▶ TEXT SECTION

As Stephen Leeb has highlighted on KWN, the Chinese have been making solar a focus of their energy policy.  It was just announced that China hopes to add 10 gigawatts of solar generating capacity in 2013 as well as adding another 4 GW by 2015, bringing the total up to 21 GW.  This total is compared to an estimated .14 GW in 2008.  This will require a huge amount of silver.

If we turn out attention to gold, it is also extremely undervalued.  Below is a chart which shows the dollar monetary base since 1968 in billions less the price of gold.  While the methodology of the chart was a pleasant surprise to us, the chart clearly indicates how dramatically undervalued gold is relative to the skyrocketing size of the monetary base.  The chart also does a beautiful job of reflecting the economic and policy experiences we saw during this time frame as well as reflect the magnitude of the shift from over-valuation in the late 1970s to the extreme under-valuation at present.

As an indication of how just how undervalued gold is, notice that the line has gone from roughly -500 to plus 1,000 since the over-valuation in the late 1970s.  That is 15 units on the left-hand scale.  While this is simply one way to approach what underlying disparity between price and value for gold might be, it suggests a 15 multiple over the current price.  That would indicate a long-term value of over $25,000 per ounce of gold.

Will we see $25,000 gold?  Time will tell.  Rarely do price and value land in the same place.  Price and value tend to be ships passing in the night as markets swing between extreme undervaluation to extreme overvaluation.  A target of $25,000 might be conservative if the panic to buy ensues as should be expected.  The wild card will be central bank policies, but we will have to see how that unfolds.

▶ MATERIAL PROVIDED
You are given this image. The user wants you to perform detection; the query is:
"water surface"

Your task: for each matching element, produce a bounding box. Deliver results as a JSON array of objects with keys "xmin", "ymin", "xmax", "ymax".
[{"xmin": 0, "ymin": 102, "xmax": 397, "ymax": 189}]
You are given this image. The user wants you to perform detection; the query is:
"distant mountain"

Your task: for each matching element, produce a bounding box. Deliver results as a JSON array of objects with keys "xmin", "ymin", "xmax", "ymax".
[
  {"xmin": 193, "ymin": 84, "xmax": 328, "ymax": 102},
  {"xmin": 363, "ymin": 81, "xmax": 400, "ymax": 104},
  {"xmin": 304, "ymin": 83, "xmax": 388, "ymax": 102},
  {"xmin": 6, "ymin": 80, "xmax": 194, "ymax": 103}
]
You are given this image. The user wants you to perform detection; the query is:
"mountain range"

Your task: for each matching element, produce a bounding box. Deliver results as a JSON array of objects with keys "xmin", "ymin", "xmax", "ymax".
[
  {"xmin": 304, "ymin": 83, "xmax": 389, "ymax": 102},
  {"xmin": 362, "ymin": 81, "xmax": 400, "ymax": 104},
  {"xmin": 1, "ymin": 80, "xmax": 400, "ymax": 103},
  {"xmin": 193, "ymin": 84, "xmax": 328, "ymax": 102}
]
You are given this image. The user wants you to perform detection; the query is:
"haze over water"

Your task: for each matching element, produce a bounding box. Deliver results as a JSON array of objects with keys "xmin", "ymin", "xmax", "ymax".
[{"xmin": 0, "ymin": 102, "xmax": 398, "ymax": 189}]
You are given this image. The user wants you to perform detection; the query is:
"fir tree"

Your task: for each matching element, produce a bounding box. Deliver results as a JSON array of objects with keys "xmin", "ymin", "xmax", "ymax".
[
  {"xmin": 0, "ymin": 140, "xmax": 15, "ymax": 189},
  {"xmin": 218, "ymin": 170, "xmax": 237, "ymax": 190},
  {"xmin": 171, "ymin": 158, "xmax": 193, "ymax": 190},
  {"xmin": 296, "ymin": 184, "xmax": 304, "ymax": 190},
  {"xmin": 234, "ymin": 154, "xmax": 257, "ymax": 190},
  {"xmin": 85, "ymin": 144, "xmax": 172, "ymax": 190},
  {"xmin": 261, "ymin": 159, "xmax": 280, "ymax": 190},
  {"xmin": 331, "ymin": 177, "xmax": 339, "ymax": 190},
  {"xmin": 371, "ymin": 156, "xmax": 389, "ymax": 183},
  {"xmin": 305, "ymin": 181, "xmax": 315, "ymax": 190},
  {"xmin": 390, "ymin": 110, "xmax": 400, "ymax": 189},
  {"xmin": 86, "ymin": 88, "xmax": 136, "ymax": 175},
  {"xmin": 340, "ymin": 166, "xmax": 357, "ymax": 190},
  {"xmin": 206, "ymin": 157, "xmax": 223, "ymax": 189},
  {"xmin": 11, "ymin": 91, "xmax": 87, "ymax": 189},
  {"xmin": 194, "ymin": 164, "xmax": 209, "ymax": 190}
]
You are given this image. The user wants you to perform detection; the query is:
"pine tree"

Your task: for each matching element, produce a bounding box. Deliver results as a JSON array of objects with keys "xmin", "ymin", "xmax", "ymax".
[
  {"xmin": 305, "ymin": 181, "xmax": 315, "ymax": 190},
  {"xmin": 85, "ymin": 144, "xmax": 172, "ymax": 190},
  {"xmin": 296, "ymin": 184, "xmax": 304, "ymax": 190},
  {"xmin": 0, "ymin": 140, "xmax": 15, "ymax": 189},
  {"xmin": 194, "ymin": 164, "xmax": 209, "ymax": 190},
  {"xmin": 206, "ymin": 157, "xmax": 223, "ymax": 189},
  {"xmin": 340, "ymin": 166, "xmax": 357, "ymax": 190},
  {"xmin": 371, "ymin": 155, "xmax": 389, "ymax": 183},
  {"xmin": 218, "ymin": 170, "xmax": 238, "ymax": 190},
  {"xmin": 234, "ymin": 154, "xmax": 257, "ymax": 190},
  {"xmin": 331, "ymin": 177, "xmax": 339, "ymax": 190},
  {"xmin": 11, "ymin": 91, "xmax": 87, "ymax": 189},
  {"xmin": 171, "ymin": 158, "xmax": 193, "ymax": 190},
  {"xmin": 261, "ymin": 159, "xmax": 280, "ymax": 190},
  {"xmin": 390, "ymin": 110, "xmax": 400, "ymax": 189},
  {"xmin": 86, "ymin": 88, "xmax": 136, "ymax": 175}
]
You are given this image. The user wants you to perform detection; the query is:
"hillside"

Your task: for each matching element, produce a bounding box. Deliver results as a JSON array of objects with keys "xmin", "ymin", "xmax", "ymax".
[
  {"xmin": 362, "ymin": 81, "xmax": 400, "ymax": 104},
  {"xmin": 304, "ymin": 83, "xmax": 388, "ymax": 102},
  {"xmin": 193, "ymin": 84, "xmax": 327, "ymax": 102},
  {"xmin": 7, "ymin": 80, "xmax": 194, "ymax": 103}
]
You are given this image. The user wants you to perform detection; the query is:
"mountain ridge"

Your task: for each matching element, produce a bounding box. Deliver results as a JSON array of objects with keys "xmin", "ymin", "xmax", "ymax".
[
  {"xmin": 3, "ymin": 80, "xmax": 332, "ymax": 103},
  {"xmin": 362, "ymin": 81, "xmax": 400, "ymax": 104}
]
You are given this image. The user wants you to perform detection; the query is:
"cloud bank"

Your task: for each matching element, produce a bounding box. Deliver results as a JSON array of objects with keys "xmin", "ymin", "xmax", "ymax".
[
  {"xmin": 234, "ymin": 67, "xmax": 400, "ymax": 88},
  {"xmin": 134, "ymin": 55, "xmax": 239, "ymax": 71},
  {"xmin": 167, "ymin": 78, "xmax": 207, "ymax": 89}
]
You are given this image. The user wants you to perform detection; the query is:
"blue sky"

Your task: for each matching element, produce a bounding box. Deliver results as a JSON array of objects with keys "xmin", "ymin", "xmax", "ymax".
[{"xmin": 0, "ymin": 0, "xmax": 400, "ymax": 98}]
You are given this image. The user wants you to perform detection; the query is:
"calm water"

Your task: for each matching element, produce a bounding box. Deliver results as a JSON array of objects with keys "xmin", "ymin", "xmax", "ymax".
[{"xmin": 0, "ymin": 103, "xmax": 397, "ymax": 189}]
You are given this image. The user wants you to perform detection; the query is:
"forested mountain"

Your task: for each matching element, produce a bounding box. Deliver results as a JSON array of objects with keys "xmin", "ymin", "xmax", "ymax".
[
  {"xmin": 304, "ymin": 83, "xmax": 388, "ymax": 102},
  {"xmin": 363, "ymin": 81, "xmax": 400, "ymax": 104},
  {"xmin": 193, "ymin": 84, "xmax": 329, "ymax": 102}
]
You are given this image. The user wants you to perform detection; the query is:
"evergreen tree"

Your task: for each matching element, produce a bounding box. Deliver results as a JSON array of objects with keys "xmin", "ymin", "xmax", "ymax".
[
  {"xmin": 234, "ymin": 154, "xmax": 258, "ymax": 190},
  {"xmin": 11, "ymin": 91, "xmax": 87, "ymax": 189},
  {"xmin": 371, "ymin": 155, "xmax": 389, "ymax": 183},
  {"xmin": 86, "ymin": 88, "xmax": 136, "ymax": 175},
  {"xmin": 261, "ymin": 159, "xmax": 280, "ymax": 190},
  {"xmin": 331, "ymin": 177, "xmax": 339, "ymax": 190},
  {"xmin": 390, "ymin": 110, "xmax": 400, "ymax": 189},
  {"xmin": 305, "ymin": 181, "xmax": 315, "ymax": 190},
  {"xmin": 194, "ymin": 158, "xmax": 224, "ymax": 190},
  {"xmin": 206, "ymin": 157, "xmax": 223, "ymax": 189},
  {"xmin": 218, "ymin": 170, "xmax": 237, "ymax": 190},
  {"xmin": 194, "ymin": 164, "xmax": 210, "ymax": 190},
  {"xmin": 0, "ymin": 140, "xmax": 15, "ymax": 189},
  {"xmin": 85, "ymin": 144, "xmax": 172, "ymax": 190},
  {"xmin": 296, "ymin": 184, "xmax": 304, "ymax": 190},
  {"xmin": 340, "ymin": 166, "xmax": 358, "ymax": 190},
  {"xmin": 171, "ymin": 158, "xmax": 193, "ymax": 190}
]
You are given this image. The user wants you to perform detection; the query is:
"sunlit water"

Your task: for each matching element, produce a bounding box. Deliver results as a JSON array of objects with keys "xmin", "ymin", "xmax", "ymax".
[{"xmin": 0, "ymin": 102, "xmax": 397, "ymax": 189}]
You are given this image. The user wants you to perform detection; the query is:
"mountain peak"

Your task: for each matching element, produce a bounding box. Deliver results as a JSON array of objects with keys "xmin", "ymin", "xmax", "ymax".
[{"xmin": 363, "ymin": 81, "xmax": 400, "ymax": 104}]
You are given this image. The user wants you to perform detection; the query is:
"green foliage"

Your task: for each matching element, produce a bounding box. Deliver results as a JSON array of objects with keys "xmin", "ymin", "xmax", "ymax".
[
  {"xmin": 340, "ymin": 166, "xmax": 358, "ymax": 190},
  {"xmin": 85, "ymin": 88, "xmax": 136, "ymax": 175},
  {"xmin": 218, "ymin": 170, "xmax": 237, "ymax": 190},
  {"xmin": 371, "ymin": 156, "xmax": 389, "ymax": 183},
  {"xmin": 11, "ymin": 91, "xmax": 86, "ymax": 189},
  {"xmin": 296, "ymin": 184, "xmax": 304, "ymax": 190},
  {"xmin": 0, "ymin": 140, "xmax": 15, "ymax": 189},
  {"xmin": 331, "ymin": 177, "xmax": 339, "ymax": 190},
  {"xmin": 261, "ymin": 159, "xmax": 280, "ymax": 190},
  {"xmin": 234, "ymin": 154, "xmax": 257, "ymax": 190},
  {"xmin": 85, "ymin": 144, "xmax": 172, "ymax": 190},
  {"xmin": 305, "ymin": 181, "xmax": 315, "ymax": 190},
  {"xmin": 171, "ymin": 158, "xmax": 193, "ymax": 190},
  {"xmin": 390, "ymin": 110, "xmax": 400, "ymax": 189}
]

▶ EXERCISES
1. List every gigawatt figure that the commentary on solar and gold gives.
2. Pull out each line of the rows that contains the word "water". Case counts.

▶ PROBLEM SOLUTIONS
1. 10 GW, 4 GW, 21 GW, .14 GW

2.
"water surface"
"haze over water"
"calm water"
"sunlit water"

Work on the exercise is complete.